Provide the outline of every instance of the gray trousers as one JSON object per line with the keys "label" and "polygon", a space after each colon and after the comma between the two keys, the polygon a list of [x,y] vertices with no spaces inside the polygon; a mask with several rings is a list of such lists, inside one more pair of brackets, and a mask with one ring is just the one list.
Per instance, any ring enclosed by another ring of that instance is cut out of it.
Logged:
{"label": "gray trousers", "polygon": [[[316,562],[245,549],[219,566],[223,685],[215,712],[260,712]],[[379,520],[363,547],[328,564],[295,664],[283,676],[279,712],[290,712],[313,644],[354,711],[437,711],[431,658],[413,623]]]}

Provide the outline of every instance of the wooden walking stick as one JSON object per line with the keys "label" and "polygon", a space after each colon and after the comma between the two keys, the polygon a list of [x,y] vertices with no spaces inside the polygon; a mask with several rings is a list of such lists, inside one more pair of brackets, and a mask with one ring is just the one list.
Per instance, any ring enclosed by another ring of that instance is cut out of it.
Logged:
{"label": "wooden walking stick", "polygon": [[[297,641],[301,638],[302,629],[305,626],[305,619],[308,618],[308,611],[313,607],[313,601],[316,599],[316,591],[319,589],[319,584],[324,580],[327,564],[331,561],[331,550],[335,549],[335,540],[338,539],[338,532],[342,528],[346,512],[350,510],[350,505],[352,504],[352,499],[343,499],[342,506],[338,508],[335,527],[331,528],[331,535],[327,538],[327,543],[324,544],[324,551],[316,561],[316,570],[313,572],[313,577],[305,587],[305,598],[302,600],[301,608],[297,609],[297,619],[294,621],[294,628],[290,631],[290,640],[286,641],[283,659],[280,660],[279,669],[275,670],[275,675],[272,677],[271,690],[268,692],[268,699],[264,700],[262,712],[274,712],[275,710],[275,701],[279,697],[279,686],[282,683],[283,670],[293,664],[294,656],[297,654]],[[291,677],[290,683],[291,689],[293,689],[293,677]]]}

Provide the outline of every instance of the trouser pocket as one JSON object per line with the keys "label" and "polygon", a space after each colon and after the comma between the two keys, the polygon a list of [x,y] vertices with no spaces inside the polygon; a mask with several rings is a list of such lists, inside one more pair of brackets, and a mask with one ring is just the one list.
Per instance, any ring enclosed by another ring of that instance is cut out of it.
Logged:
————
Exercise: Set out every line of the entries above as a Markdown table with the columns Row and Line. Skip blank lines and number the rows in order.

Output:
| Row | Line |
|---|---|
| 1 | Provide the outline of every instance of the gray trousers as one JSON object per line with the keys "label" and "polygon", a space after each colon and after the comma between the two keys, the polygon a list of [x,y] vertices with no spaces inside the polygon; a mask with several rings is a list of such lists, inside one more pair of brackets, and a mask with one ring is just the one list. |
| 2 | Per instance, any ring enclosed by another ring of that instance is cut out of it. |
| 3 | Logged: |
| 4 | {"label": "gray trousers", "polygon": [[[316,562],[245,549],[219,566],[223,685],[215,712],[260,712]],[[379,520],[363,547],[328,564],[295,664],[283,676],[279,712],[290,712],[313,644],[354,711],[437,711],[431,658],[413,623]]]} |
| 5 | Provide the outline of every instance of the wooden walking stick as one JSON object per line with the keys "label" and "polygon", a space after each colon and after the comma between the two keys, the polygon a list of [x,y] vertices with no spaces inside the polygon; a mask with several rings is a list of such lists, inside one more pair of brackets, and a mask with one ring is just the one list. |
| 6 | Per instance, any ring enclosed by another ring of that instance is cut out of it. |
| 7 | Logged: |
| 8 | {"label": "wooden walking stick", "polygon": [[[297,641],[301,638],[302,629],[305,626],[305,619],[308,618],[308,611],[313,607],[313,601],[316,599],[316,591],[319,589],[319,584],[324,580],[327,564],[331,561],[331,550],[335,549],[335,540],[338,539],[338,532],[342,528],[346,512],[350,510],[350,505],[352,504],[352,499],[343,499],[342,506],[338,508],[335,527],[331,528],[331,535],[327,538],[327,543],[324,544],[324,551],[316,561],[316,570],[313,572],[313,577],[305,587],[305,598],[302,600],[301,608],[297,609],[297,619],[294,621],[294,628],[290,631],[290,640],[286,641],[283,659],[280,660],[279,669],[275,670],[275,675],[272,677],[271,690],[268,692],[268,699],[264,700],[262,712],[274,712],[275,710],[275,701],[279,697],[279,686],[282,683],[283,670],[293,664],[294,656],[297,654]],[[291,677],[290,683],[291,689],[293,689],[293,677]]]} |
| 9 | Provide the outline of every instance of the trouser pocket as one JSON object per line with the keys "label" and "polygon", a space after each colon and after the comma between the two keys, the polygon a list of [x,y] vertices with no spaces inside the polygon; a mask with several rings is a list of such lists, inside one more pair of brackets, and a mask with one ring is just the one list. |
| 10 | Per instance, any ring enclosed by another ring of that instance is cut out of it. |
| 11 | Logged: |